### Consignes
- a) Reproduisez à l'identique le passage de l'extrait sur l'éthique des stoïciens, depuis « La morale, fondamentalement, c’est » jusqu'à « effort pour s’ajuster. ».
- b) Résumez sous forme de liste le paragraphe de l'extrait sur l'éthique des stoïciens qui commence par « L'un d'entre eux est très significatif », en conservant ses faits essentiels.

Et pourquoi cela s’appelait « je vois le Divin » ? Parce que pour les stoïciens cet ordre du monde était une splendeur, était divin, et d’autant plus divin que cet ordre du monde ce n’est pas nous les humains qui l’avons fabriqué.

 

Ethique

Deuxième tâche, c’est la morale, l’éthique comme disent les grecs.

L’éthique c’est le même mot que morale, « éthos » en grec veut dire mœurs comme moral en latin. L’idée des grecs était grandiose et a fondée toute la morale aristocratique pratiquement jusqu’à  la révolution française.

L’idée est que pour chacun d’entre nous il y a ce qu’Aristote ou les stoïciens appellent un lieu naturel dans le monde. Nous avons chacun notre lieu naturel qu’il faut trouver et puis ensuite il faut le rejoindre et une fois qu’on est ajusté, la tâche de la morale est accomplie.

La morale, fondamentalement, c’est l’ajustement à la nature, c’est l’imitation de l’ordre naturel, de l’ordre cosmique.

La tâche de l’éthique c’est cet effort pour s’ajuster.

Cette idée là va parcourir tout le droit romain mais aussi pratiquement tout le droit européen jusqu’à la fin du Moyen Age.

La philosophie était un apprentissage de la vie.

Apprendre à vivre, c’est de là que j’ai tiré le titre de mon livre. Sénèque, le père fondateur de l’école ou le continuateur du maître, en l’occurrence Zénon, demandait à ses élèves de faire un certain nombre d’exercices de sagesse, de morale, et pas simplement d’entendre un discours.

L’un d’entre eux est très significatif. Il demandait à ses élèves de traverser la place du marché à Athènes en tirant un poisson mort par une laisse comme un petit chien. Les gens n’étaient pas plus bêtes qu’aujourd’hui à Athènes, au 4ème siècle, et quand un malheureux traversait la place du marché en tirant un poisson mort par une laisse, évidemment les gens lui disaient qu’il était fou, que ce n’était pas un petit chien mais un poisson mort qu’il avait là et on se moquait de lui. Le but de l’exercice était que les disciples apprennent à se moquer du « qu’en dira t’on », du regard des autres.

### Données fournies
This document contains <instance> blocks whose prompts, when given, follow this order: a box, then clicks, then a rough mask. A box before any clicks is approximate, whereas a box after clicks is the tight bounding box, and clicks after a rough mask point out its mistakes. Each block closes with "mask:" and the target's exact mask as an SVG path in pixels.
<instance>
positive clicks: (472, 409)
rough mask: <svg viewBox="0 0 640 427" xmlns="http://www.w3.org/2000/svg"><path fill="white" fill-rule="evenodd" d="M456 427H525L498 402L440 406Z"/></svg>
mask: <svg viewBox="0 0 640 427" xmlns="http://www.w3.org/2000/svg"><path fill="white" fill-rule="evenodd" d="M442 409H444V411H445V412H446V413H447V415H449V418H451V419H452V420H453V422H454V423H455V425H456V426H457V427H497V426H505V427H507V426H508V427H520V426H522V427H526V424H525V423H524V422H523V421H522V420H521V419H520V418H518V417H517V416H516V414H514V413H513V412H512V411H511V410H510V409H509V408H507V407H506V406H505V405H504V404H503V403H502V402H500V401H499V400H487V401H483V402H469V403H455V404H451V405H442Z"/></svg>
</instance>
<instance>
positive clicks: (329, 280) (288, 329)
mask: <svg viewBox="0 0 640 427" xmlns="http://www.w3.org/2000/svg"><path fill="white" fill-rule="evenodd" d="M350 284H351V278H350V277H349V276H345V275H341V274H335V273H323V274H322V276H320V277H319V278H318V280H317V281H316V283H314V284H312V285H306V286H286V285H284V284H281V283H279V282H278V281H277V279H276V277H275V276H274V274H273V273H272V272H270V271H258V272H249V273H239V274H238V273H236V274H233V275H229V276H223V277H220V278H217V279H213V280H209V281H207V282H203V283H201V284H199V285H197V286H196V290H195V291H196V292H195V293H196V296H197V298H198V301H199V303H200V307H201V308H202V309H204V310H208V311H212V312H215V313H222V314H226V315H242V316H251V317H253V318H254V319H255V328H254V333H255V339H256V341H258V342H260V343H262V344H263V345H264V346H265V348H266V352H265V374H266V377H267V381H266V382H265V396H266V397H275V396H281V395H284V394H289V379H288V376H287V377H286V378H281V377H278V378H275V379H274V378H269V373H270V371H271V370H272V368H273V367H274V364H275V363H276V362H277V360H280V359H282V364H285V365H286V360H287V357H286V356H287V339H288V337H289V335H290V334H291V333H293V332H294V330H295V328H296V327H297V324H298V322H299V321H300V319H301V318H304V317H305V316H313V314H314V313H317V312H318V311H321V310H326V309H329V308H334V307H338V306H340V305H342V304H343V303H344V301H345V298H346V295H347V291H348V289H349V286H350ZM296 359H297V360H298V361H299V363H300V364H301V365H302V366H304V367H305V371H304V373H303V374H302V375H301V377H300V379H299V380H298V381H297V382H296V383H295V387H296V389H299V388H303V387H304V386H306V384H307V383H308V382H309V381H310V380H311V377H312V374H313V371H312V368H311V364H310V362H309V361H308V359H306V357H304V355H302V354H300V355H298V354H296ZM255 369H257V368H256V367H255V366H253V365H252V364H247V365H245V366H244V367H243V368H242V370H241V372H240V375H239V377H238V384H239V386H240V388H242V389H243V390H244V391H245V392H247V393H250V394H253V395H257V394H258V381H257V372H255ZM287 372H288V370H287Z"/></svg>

--

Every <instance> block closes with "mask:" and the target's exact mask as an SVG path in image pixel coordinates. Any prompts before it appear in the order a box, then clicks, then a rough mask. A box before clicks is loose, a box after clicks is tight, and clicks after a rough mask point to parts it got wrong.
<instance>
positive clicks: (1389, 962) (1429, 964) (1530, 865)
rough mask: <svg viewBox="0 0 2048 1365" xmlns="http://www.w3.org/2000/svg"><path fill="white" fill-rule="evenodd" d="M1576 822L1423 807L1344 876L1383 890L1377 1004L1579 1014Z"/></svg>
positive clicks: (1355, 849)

...

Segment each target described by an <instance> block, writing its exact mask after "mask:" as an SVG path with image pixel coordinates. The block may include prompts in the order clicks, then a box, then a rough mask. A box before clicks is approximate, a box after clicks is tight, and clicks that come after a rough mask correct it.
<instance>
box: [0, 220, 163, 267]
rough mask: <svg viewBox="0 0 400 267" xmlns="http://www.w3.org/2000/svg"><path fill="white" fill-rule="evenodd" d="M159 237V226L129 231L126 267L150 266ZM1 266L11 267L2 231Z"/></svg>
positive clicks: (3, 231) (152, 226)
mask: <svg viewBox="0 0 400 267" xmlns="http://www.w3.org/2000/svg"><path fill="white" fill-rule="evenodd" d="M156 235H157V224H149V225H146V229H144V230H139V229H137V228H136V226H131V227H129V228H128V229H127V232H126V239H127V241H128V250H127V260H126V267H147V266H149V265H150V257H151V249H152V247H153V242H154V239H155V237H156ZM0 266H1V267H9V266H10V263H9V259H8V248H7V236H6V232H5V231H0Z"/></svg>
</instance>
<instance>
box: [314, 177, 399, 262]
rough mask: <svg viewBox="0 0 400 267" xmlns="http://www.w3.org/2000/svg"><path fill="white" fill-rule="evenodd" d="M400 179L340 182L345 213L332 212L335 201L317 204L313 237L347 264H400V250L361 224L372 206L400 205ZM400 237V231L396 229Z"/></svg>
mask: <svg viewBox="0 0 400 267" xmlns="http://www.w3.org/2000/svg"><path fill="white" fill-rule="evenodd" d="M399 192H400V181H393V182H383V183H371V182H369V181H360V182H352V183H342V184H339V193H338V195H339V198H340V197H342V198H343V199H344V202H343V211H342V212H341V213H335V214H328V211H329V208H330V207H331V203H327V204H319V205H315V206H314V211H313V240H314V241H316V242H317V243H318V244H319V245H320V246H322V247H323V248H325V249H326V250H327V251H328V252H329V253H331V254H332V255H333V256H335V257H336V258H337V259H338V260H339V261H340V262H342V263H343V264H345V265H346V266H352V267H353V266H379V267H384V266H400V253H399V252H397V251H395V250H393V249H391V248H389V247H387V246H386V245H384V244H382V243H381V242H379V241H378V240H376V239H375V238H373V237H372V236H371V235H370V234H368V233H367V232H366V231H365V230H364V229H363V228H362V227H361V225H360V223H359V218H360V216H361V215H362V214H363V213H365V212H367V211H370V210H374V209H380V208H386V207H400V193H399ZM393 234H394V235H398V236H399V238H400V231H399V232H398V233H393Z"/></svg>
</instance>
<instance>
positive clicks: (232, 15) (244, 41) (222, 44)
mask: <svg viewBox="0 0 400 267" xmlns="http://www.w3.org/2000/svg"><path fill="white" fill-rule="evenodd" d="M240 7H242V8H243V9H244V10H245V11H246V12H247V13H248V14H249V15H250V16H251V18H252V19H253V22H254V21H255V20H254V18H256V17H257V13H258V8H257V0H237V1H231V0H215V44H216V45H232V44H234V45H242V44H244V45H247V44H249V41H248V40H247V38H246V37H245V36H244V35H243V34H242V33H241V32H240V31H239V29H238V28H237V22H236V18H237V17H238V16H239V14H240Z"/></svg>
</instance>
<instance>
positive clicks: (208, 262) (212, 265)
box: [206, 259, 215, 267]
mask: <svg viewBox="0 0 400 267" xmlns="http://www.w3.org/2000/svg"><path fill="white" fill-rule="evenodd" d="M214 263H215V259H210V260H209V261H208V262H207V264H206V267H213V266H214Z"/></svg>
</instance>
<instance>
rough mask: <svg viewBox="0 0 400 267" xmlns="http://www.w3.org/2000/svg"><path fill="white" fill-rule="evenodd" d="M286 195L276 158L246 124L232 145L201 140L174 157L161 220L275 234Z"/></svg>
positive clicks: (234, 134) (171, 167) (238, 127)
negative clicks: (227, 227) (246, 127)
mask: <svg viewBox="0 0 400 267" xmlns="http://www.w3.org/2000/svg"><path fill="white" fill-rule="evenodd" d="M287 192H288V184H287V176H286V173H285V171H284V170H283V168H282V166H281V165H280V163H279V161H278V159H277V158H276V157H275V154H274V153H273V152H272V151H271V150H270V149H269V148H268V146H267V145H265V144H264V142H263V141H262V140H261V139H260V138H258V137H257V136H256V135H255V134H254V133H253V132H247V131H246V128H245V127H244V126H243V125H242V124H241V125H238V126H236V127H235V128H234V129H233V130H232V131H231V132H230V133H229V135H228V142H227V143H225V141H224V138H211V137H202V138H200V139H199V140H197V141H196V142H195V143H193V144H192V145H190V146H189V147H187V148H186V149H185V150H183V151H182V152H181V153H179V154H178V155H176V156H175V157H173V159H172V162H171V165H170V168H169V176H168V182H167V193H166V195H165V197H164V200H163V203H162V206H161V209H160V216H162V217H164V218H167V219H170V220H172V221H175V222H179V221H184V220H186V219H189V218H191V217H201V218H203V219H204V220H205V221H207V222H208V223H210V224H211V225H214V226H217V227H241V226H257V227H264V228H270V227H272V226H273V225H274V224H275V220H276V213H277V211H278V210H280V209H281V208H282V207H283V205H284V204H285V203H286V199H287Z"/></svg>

### Corrigés
- a)
La morale, fondamentalement, c’est l’ajustement à la nature, c’est l’imitation de l’ordre naturel, de l’ordre cosmique.

La tâche de l’éthique c’est cet effort pour s’ajuster.

- b)
- Exercice : les élèves devaient traverser la place du marché d'Athènes, au 4e siècle, en tirant un poisson mort par une laisse, comme un petit chien.
- Réaction des passants : on traitait l'élève de fou, on lui faisait remarquer que c'était un poisson mort et non un chien, et on se moquait de lui.
- But : apprendre aux disciples à se moquer du « qu'en dira-t-on » et du regard des autres.